* [What the task asks]: All the entries, exactly as they read, must be written out again.
** Opening The input block **
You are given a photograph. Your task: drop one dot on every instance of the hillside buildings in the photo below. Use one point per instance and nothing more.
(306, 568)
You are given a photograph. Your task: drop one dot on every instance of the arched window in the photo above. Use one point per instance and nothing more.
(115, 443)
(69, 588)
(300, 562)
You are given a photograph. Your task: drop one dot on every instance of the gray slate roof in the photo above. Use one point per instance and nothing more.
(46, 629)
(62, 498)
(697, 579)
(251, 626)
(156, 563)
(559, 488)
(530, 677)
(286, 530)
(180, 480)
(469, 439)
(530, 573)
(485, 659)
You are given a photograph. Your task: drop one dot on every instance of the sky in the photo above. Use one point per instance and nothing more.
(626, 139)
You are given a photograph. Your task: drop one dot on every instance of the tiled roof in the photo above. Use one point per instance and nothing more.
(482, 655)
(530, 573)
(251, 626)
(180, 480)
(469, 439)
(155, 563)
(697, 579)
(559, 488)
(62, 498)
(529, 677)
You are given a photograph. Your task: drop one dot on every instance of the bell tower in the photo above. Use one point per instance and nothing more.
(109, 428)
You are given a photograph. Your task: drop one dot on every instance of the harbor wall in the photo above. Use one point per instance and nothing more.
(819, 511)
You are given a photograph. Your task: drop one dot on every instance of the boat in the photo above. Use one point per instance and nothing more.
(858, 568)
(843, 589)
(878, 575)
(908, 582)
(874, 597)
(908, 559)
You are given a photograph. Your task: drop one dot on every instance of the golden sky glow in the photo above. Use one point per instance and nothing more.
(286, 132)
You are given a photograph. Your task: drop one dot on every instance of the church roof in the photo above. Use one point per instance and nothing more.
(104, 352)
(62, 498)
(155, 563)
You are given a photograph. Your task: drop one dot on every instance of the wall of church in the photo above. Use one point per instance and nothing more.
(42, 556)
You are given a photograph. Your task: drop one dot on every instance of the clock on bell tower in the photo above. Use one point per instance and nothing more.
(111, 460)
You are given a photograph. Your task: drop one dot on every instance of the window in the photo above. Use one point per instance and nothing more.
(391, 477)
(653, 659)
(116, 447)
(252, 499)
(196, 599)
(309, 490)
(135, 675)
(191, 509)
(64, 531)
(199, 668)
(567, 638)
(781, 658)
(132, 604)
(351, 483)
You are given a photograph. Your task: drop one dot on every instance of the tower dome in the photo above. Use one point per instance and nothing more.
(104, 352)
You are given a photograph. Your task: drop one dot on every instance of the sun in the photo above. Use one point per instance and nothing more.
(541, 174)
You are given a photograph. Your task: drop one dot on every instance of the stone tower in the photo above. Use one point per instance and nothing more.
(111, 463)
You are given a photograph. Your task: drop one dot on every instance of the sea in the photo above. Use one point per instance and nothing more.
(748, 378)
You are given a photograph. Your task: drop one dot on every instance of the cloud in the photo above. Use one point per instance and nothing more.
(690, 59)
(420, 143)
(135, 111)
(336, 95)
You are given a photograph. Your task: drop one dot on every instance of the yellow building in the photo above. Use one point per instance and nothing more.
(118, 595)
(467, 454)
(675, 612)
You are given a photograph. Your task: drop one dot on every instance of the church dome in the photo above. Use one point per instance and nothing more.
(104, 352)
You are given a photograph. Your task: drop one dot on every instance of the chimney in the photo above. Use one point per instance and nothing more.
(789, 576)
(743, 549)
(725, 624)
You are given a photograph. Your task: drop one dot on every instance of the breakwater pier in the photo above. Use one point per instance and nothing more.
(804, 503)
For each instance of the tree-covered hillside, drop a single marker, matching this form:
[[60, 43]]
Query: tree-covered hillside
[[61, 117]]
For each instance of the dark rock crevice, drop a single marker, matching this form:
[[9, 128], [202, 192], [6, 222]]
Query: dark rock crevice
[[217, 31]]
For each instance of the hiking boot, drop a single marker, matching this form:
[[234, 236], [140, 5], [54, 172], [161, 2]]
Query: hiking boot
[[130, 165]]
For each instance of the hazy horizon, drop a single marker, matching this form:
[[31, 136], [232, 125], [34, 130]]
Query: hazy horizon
** Closing The input block **
* [Written response]:
You are given a photograph. Your task: drop one dot on every instance of the hillside buildings in the photo below. Use one point per instance and nothing more.
(306, 568)
You are given a photograph. Your task: drop one dot on every instance of the arched window in the photo above. Use one point per instance and nothing more.
(115, 443)
(69, 588)
(300, 562)
You are given a photograph. Your task: drop one dot on every instance of the gray slate roof in the photo above. Use one point per instance and nothing more.
(46, 629)
(62, 498)
(697, 579)
(251, 626)
(156, 563)
(559, 488)
(530, 677)
(286, 530)
(180, 480)
(469, 439)
(530, 573)
(485, 659)
You are given a photograph. Your task: drop one dot on every instance of the sky in the photo above. Use one point per instance and nothing more.
(626, 139)
You are given a photograph. Your task: drop one dot on every instance of the tiled roof in the photo above. Use one point per instance and nothing more.
(482, 655)
(530, 573)
(251, 626)
(180, 480)
(469, 439)
(155, 563)
(697, 579)
(559, 488)
(62, 498)
(529, 677)
You are given a photograph. Your task: drop one dot on every instance of the bell tower in the photo above. Use one point per instance and nothing more.
(109, 428)
You are given a photograph. Your task: drop one dot on every instance of the harbor wall in the photo above. Use one point per instance and nothing more.
(819, 511)
You are given a photograph. Your task: drop one dot on every instance of the boat in the photo above. Use one point per instance and nothing more.
(858, 568)
(843, 589)
(878, 575)
(908, 582)
(874, 597)
(908, 559)
You are given a photograph. Your task: drop one dot on every instance of the golden sky glow in the photo above. Use one point per instance and nothing more.
(286, 132)
You are given a photograph. Your task: drop one dot on every instance of the church roof in the photo above. Use one point per instance and nothing more.
(104, 352)
(62, 498)
(155, 563)
You are given a photograph. Your task: drop one dot on every instance of the wall of church in the photo above. Use one point per instance and nothing more.
(42, 556)
You are given a photograph. Your task: drop one dot on every instance of the clock on bell tower in the photo above. Use one point per instance and nothing more.
(111, 460)
You are given a photograph. Your task: drop one dot on every instance of the window in the photo above. Use one point per instance and nothing more.
(391, 477)
(653, 659)
(116, 447)
(252, 499)
(196, 599)
(309, 490)
(135, 675)
(191, 509)
(64, 531)
(199, 668)
(567, 638)
(781, 658)
(132, 604)
(351, 483)
You are given a photograph. Your task: drop one dot on every instance of the tower dome in the photo above. Use one point per instance and nothing more.
(104, 352)
You are given a photograph. Your task: drop one dot on every instance of the sun in the photo above. Use one point per instance and nothing more.
(541, 174)
You are given a photograph. Your task: drop one dot on every instance of the stone tower in the photo above. Use one point per instance and nothing more.
(111, 463)
You are given a photograph. Your task: drop one dot on every instance of the sea in the photo above. Use one point per instance and nothing more.
(748, 378)
You are given a photograph. Your task: drop one dot on every instance of the cloud in the photo above. Use one point per instance and nothing more.
(690, 59)
(420, 143)
(135, 111)
(336, 95)
You are given a photograph. Your task: drop one dot on every instance of the yellow building in the photo above. Use one point per instance and nothing more.
(118, 595)
(467, 454)
(675, 612)
You are given a photograph. Your task: drop one dot on every instance of the church dome in the photo above. Use one point per instance and nothing more.
(104, 352)
You are given a photograph. Your task: drop one dot on every instance of the chimney in the photo above. Use one point per instance and nothing more.
(789, 576)
(743, 549)
(725, 624)
You are given a photograph. Your task: drop one dot on every instance of the breakwater pier in the photo above. Use one point per instance and nothing more.
(804, 503)
For each instance of the tree-covered hillside, drop a single marker, matching this form:
[[60, 43]]
Query: tree-covered hillside
[[61, 117]]
For each instance of the dark rock crevice, drop a single marker, matching this form:
[[9, 128], [202, 192], [6, 222]]
Query: dark rock crevice
[[217, 31]]
For each instance of the hiking boot, drop a single marker, matching this form:
[[234, 236], [140, 5], [54, 172], [161, 2]]
Query: hiking boot
[[130, 165]]
For each instance of the hazy horizon, drop a single marker, matching this form:
[[31, 136], [232, 125], [34, 130]]
Query: hazy horizon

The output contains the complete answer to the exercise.